Short exercise — Copy out every line of the items below word for word, leaving the pictures out.
--- BEGIN Data for the task ---
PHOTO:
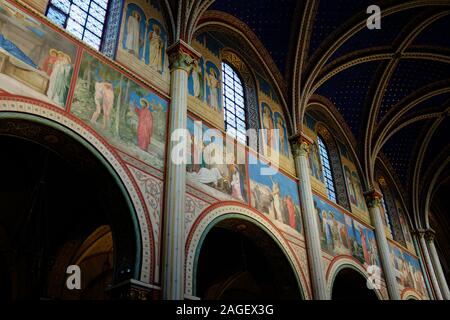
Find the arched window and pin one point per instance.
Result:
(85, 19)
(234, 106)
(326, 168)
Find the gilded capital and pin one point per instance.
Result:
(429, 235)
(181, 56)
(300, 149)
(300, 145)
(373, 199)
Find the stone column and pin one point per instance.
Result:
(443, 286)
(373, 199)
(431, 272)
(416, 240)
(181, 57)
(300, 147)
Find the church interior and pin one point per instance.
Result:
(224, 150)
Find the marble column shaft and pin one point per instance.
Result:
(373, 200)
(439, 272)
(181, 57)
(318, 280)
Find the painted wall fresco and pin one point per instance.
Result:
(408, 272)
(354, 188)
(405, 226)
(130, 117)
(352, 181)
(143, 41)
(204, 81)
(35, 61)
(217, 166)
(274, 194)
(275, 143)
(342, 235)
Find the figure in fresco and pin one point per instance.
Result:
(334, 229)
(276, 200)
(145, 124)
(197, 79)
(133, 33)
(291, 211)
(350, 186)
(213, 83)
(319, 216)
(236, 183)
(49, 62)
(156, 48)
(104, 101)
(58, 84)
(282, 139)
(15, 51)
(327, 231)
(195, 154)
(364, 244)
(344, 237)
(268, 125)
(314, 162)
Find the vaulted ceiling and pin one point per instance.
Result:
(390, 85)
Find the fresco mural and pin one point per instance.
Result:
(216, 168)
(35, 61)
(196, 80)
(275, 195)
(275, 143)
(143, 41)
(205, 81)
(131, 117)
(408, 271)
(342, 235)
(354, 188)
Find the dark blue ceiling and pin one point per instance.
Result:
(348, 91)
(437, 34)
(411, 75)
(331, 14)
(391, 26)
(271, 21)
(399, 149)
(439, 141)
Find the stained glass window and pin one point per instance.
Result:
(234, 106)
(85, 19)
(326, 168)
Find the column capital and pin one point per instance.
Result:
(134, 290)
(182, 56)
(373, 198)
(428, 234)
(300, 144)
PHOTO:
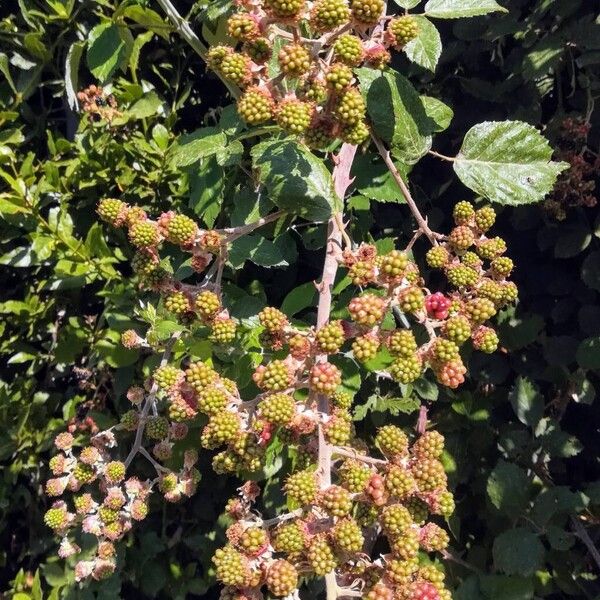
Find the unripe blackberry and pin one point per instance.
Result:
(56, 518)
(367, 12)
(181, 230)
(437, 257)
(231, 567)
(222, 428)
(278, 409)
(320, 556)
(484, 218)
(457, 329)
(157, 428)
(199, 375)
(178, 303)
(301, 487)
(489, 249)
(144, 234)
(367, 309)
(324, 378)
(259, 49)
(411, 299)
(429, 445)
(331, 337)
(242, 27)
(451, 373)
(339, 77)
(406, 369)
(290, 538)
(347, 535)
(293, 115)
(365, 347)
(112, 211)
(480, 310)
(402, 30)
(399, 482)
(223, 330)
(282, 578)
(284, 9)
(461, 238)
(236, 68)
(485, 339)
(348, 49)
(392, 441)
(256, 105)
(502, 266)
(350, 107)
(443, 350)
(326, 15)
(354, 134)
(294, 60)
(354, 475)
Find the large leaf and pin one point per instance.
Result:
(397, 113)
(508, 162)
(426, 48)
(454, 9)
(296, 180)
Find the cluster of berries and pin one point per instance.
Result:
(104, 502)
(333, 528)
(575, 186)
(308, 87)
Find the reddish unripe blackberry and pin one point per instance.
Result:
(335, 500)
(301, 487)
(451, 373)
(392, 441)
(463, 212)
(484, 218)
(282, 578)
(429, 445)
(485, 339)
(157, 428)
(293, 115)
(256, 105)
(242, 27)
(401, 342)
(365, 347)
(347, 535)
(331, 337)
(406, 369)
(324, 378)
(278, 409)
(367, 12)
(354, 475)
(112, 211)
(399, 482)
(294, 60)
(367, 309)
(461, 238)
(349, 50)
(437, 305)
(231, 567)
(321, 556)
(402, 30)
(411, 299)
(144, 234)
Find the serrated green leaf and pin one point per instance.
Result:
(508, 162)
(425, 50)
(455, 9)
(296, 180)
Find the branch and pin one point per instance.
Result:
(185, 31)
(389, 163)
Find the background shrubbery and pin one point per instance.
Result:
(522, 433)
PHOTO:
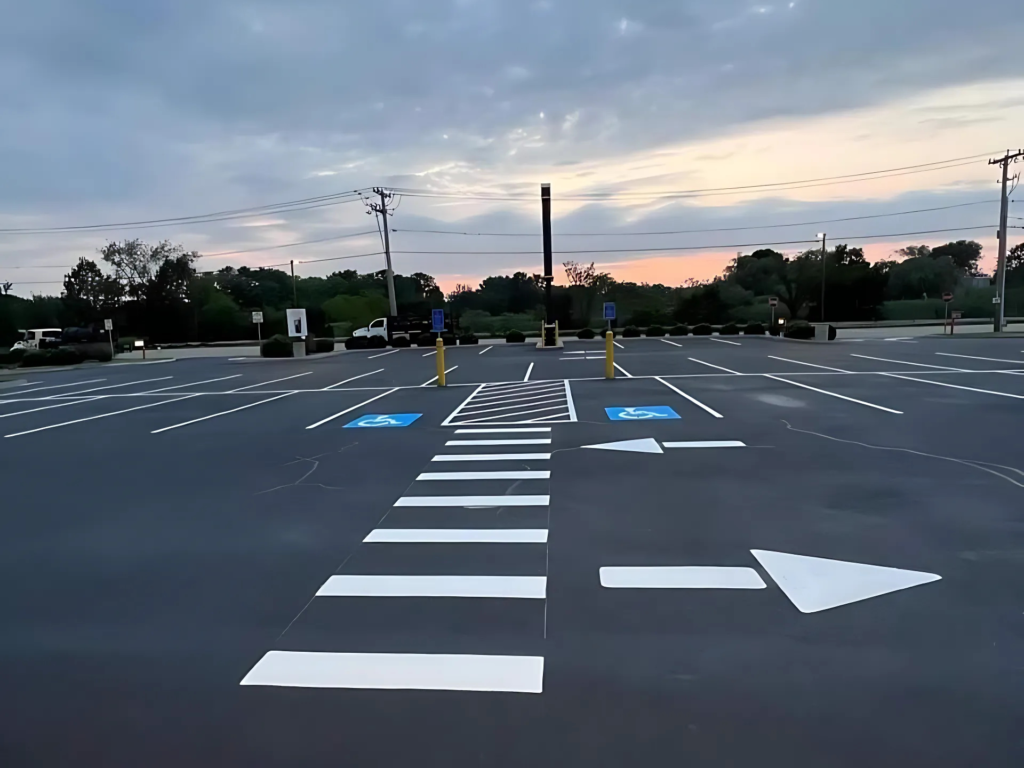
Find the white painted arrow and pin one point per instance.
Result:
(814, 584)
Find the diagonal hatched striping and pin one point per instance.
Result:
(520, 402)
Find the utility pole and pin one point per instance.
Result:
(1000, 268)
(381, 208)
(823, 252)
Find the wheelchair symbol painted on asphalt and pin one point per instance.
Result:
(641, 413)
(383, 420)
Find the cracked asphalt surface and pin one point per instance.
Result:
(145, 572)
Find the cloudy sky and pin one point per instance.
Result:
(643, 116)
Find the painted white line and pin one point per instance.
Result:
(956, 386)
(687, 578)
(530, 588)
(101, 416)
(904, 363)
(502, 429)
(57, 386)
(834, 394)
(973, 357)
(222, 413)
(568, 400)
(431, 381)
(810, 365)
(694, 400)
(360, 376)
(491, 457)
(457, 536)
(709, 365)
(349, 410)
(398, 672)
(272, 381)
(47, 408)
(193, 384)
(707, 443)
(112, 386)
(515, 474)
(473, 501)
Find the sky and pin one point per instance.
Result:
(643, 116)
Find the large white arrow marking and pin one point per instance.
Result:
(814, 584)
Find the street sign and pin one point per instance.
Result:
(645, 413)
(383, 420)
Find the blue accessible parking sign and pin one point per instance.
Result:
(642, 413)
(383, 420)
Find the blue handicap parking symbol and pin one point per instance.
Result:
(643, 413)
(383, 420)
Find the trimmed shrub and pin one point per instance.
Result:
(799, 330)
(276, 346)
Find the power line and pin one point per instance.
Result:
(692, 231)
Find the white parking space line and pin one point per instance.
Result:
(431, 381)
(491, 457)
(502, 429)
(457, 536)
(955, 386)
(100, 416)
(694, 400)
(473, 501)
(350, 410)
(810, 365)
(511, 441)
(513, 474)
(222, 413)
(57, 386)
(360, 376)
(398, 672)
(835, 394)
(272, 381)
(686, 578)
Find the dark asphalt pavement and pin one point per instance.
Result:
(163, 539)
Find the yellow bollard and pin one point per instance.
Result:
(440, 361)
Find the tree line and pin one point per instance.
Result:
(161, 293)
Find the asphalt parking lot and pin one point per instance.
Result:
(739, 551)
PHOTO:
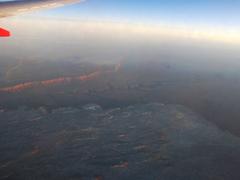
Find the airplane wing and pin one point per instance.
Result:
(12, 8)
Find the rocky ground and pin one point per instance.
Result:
--- END Data for the task ---
Response —
PHOTO:
Find the arched window and pin one point per instance.
Result:
(85, 19)
(234, 106)
(326, 168)
Find the gilded capital and pin one point per instance.
Result:
(429, 235)
(181, 56)
(300, 149)
(300, 145)
(373, 199)
Find the stone column and pin one point per instance.
Result:
(443, 286)
(373, 199)
(431, 272)
(416, 240)
(181, 57)
(300, 147)
Find the church interior and pin one point per instance.
Result:
(224, 150)
Find the marble column shaft and pin one point per instance.
Result:
(373, 200)
(439, 272)
(181, 57)
(318, 280)
Find the painted wall fresco and pin one point per instance.
Result:
(408, 272)
(354, 188)
(405, 226)
(130, 117)
(352, 181)
(143, 41)
(204, 81)
(35, 61)
(217, 166)
(274, 194)
(275, 143)
(342, 235)
Find the figure in fresco and pin one point per instance.
Result:
(334, 229)
(276, 200)
(145, 124)
(197, 79)
(133, 33)
(291, 211)
(350, 186)
(213, 83)
(319, 216)
(236, 183)
(49, 62)
(156, 48)
(104, 101)
(58, 84)
(282, 139)
(15, 51)
(327, 231)
(195, 154)
(364, 244)
(344, 237)
(268, 125)
(314, 162)
Find the vaulted ceiling and pin one point per instance.
Result:
(390, 85)
Find the fresco mural and pin one point per instance.
Result:
(216, 168)
(35, 61)
(196, 80)
(275, 195)
(275, 143)
(143, 41)
(205, 81)
(131, 117)
(408, 271)
(342, 235)
(354, 188)
Find the dark blue ceiling and pin one point per instance.
Result:
(348, 91)
(437, 34)
(411, 75)
(331, 14)
(391, 26)
(271, 21)
(399, 149)
(439, 141)
Find the stained glass window and pin one point per instance.
Result:
(234, 106)
(85, 19)
(326, 168)
Find the column capital and pin one point per instance.
Result:
(134, 290)
(182, 56)
(373, 198)
(428, 234)
(300, 144)
PHOTO:
Find the unripe blackberry and pin one point per instance.
Result:
(56, 518)
(367, 12)
(181, 230)
(437, 257)
(231, 567)
(222, 428)
(278, 409)
(320, 556)
(484, 218)
(457, 329)
(157, 428)
(199, 375)
(178, 303)
(301, 487)
(489, 249)
(144, 234)
(367, 309)
(324, 378)
(259, 49)
(411, 299)
(429, 445)
(331, 337)
(242, 27)
(451, 373)
(339, 77)
(406, 369)
(290, 538)
(347, 535)
(293, 115)
(365, 347)
(112, 211)
(480, 310)
(402, 30)
(399, 482)
(223, 330)
(282, 578)
(284, 9)
(461, 238)
(236, 68)
(485, 339)
(348, 49)
(392, 441)
(256, 105)
(502, 266)
(350, 107)
(443, 350)
(326, 15)
(354, 134)
(294, 60)
(354, 475)
Find the large leaf and pin one point per instance.
Result:
(397, 113)
(508, 162)
(426, 48)
(454, 9)
(296, 180)
Find the cluster of berries and pin one point per instance.
Result:
(104, 502)
(333, 528)
(575, 186)
(308, 87)
Find the reddish unripe blackberry and pin one point per instance.
Result:
(335, 500)
(301, 487)
(451, 373)
(392, 441)
(463, 212)
(484, 218)
(282, 578)
(429, 445)
(485, 339)
(157, 428)
(293, 115)
(256, 105)
(242, 27)
(401, 342)
(365, 347)
(347, 535)
(331, 337)
(406, 369)
(324, 378)
(278, 409)
(367, 12)
(354, 475)
(112, 211)
(399, 482)
(294, 60)
(367, 309)
(461, 238)
(349, 50)
(437, 305)
(231, 567)
(321, 556)
(402, 30)
(411, 299)
(144, 234)
Find the serrated green leaf and pin one point per instance.
Result:
(508, 162)
(425, 50)
(455, 9)
(296, 180)
Find the branch and pin one point per instance.
Result:
(185, 31)
(389, 163)
Find the background shrubbery and pin one point per instance.
Result:
(522, 433)
PHOTO:
Find the white painted arrow and pin one point per instance.
Result:
(814, 584)
Find the diagonal hatched striping and pin one point per instance.
Result:
(520, 402)
Find the utility pole and pin one point per instance.
Result:
(1000, 268)
(381, 208)
(823, 252)
Find the wheelchair symbol painted on asphalt and pin one point per instance.
Result:
(641, 413)
(383, 420)
Find the cracked asphalt surface and pin one point per instance.
Result:
(145, 572)
Find the cloudy sky and pin one point per instance.
Result:
(643, 116)
Find the painted white line and pin one point per instance.
Result:
(956, 386)
(687, 578)
(530, 588)
(101, 416)
(904, 363)
(502, 429)
(57, 386)
(834, 394)
(973, 357)
(222, 413)
(568, 400)
(431, 381)
(810, 365)
(694, 400)
(360, 376)
(491, 457)
(457, 536)
(709, 365)
(349, 410)
(398, 672)
(272, 381)
(47, 408)
(193, 384)
(707, 443)
(112, 386)
(515, 474)
(473, 501)
Find the sky and pin one point per instance.
Result:
(643, 116)
Find the large white arrow marking and pin one point per instance.
Result:
(814, 584)
Find the street sign and pin one point per instance.
Result:
(645, 413)
(383, 420)
Find the blue accessible parking sign and pin one point per instance.
Result:
(642, 413)
(383, 420)
Find the blue handicap parking symbol and pin one point per instance.
Result:
(643, 413)
(383, 420)
Find the trimmed shrub and pin one point per instance.
Result:
(799, 330)
(276, 346)
Find the power line and pin one point per instance.
Result:
(692, 231)
Find the white parking space line and pin one point per instance.
Result:
(431, 381)
(491, 457)
(502, 429)
(457, 536)
(955, 386)
(100, 416)
(694, 400)
(473, 501)
(350, 410)
(810, 365)
(511, 441)
(513, 474)
(222, 413)
(57, 386)
(360, 376)
(398, 672)
(835, 394)
(272, 381)
(686, 578)
Find the dark asphalt pavement and pin one point per instance.
Result:
(163, 539)
Find the yellow bollard and pin one point per instance.
Result:
(440, 361)
Find the tree line and pin one point per instance.
Result:
(161, 293)
Find the asphalt parking lot and pin one point per instance.
Result:
(739, 551)
PHOTO:
Find the airplane wing and pin one point per instance.
Result:
(12, 8)
Find the rocky ground and pin one point per instance.
Result:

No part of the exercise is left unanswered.